[Position identification entries]
------------------------------------------------------------------------
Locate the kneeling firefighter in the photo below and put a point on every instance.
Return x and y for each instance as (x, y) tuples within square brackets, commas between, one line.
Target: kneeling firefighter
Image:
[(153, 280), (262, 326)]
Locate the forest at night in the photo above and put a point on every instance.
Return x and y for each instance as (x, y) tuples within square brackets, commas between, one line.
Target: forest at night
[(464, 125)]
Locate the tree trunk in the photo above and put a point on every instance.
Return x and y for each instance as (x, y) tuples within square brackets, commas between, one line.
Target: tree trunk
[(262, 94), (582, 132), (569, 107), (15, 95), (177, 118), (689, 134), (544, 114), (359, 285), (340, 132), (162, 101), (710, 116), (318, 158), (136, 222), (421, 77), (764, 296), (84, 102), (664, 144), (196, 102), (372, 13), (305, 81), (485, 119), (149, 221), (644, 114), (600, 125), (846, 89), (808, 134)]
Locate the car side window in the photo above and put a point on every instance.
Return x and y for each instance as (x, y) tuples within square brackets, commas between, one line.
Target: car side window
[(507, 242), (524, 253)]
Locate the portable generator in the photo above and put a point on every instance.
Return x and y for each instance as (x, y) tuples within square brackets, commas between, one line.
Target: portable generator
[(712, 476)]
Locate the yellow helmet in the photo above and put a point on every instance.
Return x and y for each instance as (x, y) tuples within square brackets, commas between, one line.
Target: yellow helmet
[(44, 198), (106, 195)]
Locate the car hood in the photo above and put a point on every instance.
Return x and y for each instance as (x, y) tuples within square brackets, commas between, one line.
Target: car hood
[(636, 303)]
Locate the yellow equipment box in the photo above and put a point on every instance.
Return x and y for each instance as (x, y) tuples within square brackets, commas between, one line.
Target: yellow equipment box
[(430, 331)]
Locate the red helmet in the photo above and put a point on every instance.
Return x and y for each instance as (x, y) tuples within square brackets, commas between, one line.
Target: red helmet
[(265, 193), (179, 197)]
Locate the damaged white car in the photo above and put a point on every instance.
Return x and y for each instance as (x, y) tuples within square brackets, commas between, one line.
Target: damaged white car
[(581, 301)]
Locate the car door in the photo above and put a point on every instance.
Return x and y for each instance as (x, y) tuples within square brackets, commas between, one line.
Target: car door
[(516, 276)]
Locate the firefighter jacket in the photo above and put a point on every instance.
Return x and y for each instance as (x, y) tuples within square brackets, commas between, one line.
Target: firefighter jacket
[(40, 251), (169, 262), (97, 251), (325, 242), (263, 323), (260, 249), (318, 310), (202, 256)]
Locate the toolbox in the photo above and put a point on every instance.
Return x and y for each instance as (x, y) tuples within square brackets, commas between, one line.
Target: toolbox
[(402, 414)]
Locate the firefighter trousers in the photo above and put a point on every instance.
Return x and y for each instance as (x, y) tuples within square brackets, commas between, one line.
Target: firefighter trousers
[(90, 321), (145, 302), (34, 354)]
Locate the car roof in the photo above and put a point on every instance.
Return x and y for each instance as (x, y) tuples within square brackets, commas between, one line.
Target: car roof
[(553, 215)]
------------------------------------------------------------------------
WHAT THE TASK ASKS =>
Output every line of the entries above as a JSON list of strings, with one string for each line and blank lines omitted.

FULL SOLUTION =>
[
  "Locate the kneeling firefighter in the photo below and put a point on every instance.",
  "Return x and y for each instance as (x, y) tuples within square brackets, commas between, one line.",
  "Target: kneeling firefighter",
  "Image:",
  "[(153, 280), (262, 326)]",
  "Locate the forest at night in the photo above and put a point on every instance.",
  "Return x and y for each instance as (x, y) tuples within square brackets, commas between, one line.",
  "Target: forest at night",
  "[(464, 125)]",
  "Locate the tree trunk in the photo above and put a point on every instance.",
  "Return x and y for each instance as (x, y) tuples within square brackets, commas between, one line.",
  "Target: tree trunk",
  "[(262, 94), (582, 132), (569, 107), (15, 95), (177, 118), (689, 134), (544, 114), (359, 285), (340, 132), (162, 101), (710, 116), (318, 158), (136, 222), (421, 77), (764, 296), (84, 102), (664, 144), (196, 102), (372, 13), (305, 81), (485, 119), (149, 221), (644, 114), (600, 125), (846, 89), (808, 134)]",
  "Locate the car side window in the photo above and put a point on every instance.",
  "Return x and y for each instance as (x, y) tuples within square brackets, commas between, one line.",
  "Target: car side window",
  "[(507, 242), (524, 253)]",
  "Locate the portable generator in the photo above and put a point on every instance.",
  "Return x and y for each instance as (x, y) tuples within square brackets, commas between, one line.",
  "Target: portable generator",
  "[(712, 476)]",
  "Locate the yellow helmet in the photo above and put a point on every instance.",
  "Return x and y for each instance as (x, y) tuples within square brackets, commas between, one line.",
  "Target: yellow helmet",
  "[(44, 198), (106, 195)]",
  "Locate the car hood in the photo above and put a point on every instance.",
  "Return x and y for each instance as (x, y) tuples within square brackets, commas between, one line.",
  "Target: car hood",
  "[(636, 303)]",
  "Locate the yellow equipment box in the photo above and put a point on every instance.",
  "Return x and y for each instance as (x, y) tuples within square brackets, commas between, one line.",
  "Target: yellow equipment box",
  "[(430, 331)]",
  "Locate the red helmet in the photo above and put a point on every instance.",
  "Return x and y for each instance as (x, y) tuples within square brackets, commas between, one line.",
  "Target: red helmet",
  "[(265, 193), (179, 197)]",
  "Locate the damaged white car in the photo above and put a point on every instance.",
  "Return x and y for each instance as (x, y) tuples within square brackets, commas between, one line.",
  "Target: damaged white car",
  "[(581, 301)]",
  "Locate the car door in the photo above and put a point on every instance.",
  "Return x and y for each instance as (x, y) tuples within square brackets, commas between, one line.",
  "Target: car door",
  "[(516, 276)]",
  "Locate the firefighter jacket in the photo above and put a point on every instance.",
  "Return x and y for each instance as (x, y) tuples within square brackets, commas between, one line.",
  "Target: firefighter jacket",
  "[(40, 251), (169, 262), (97, 251), (325, 242), (263, 323), (260, 249), (318, 310), (202, 256)]",
  "Locate the toolbox in the photo above and put a point on every instance.",
  "Return x and y for each instance as (x, y) tuples within square brackets, commas between, one line.",
  "Target: toolbox",
  "[(402, 414)]",
  "Locate the firefighter trousers in the photo above and put a point on every instance.",
  "Return x and y for each instance as (x, y) tuples within square brackets, commas between, one line.",
  "Target: firefighter trousers",
  "[(90, 321), (145, 302), (34, 354)]",
  "Locate the car roof in the photo above and put a point on every instance.",
  "Return x and y for each instance as (x, y) tuples within square brackets, commas between, one line.",
  "Target: car roof",
  "[(553, 215)]"
]